Leave the pictures out, and transcribe the material below exactly from the line with "of the construction" to the line with "of the black", both lines included.

» Records for the task:

^^^^^^^^

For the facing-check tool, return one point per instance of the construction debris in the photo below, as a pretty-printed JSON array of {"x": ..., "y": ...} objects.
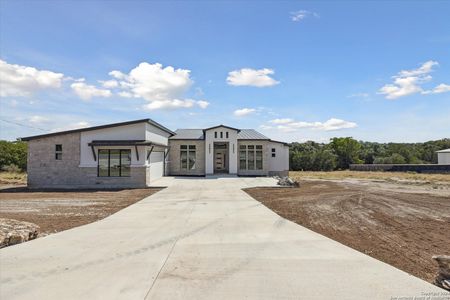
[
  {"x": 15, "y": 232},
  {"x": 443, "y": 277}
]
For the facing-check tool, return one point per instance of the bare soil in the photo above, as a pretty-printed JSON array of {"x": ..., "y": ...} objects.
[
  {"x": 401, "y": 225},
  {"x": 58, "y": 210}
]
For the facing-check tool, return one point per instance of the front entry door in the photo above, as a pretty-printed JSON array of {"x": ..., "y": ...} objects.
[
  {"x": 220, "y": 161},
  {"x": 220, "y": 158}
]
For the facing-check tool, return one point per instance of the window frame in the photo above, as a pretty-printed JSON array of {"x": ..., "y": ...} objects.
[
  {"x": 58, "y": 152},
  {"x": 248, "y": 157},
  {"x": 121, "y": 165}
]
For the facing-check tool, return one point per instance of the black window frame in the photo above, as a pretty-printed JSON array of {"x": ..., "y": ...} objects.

^^^^^^^^

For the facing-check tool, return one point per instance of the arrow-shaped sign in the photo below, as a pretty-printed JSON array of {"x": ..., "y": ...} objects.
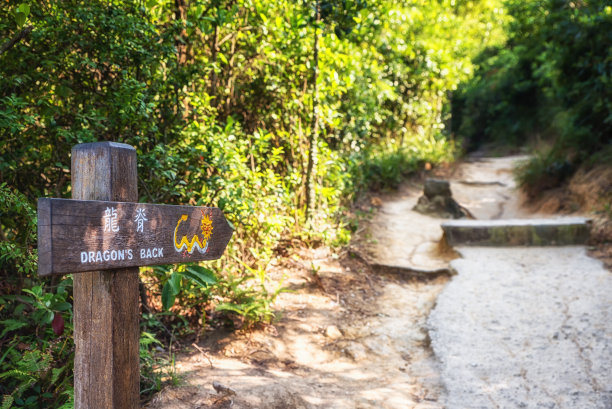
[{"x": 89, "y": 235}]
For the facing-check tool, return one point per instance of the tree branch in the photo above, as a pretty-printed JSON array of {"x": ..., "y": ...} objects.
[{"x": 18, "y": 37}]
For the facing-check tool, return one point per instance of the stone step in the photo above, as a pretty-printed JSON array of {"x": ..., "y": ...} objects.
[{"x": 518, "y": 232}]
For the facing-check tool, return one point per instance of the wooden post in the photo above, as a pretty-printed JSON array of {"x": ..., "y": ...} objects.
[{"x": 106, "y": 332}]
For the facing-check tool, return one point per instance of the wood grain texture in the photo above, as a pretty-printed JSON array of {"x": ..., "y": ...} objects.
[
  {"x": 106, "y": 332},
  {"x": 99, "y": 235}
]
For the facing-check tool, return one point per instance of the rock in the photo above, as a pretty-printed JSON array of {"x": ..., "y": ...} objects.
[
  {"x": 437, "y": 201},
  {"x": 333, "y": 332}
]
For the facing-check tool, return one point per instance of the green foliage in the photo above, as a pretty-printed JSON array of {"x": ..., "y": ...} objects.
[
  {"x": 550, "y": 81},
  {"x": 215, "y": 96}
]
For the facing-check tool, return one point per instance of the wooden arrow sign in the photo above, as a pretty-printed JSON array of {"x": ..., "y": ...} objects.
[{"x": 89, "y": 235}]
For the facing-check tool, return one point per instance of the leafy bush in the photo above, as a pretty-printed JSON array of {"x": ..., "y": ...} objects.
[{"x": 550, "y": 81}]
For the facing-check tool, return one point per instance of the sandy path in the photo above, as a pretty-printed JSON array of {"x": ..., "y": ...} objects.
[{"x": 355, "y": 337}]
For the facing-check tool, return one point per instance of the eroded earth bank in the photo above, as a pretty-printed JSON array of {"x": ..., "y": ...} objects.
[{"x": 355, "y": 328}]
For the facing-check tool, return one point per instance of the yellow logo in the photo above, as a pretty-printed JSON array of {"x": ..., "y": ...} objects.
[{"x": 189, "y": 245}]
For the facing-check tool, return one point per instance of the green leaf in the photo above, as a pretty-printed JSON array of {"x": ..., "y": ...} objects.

^^^^^^^^

» Response to the exercise:
For the facing-check tool, return one point per instance of the construction debris in the photo below, as a pretty-printed JSON array of {"x": ..., "y": ...} objects.
[
  {"x": 15, "y": 232},
  {"x": 443, "y": 277}
]
For the facing-check tool, return one point per instance of the bare soil in the photo above, as a pretty-printed JSON array of {"x": ..., "y": ...} objects.
[
  {"x": 401, "y": 225},
  {"x": 58, "y": 210}
]
For the facing-check tool, return one point per instance of the front entry door in the photo above, as a pretty-printed JSON array of {"x": ..., "y": ...} objects.
[
  {"x": 220, "y": 161},
  {"x": 220, "y": 158}
]
For the facing-check tool, return one point per instance of the window frame in the photo above, as a pretty-printed JSON array of {"x": ..., "y": ...} objects.
[
  {"x": 58, "y": 152},
  {"x": 248, "y": 157},
  {"x": 121, "y": 165}
]
For the facing-check tool, return one point per instance of the black window frame in the photo above, as a pretty-printed JSON array of {"x": ..., "y": ...} objects.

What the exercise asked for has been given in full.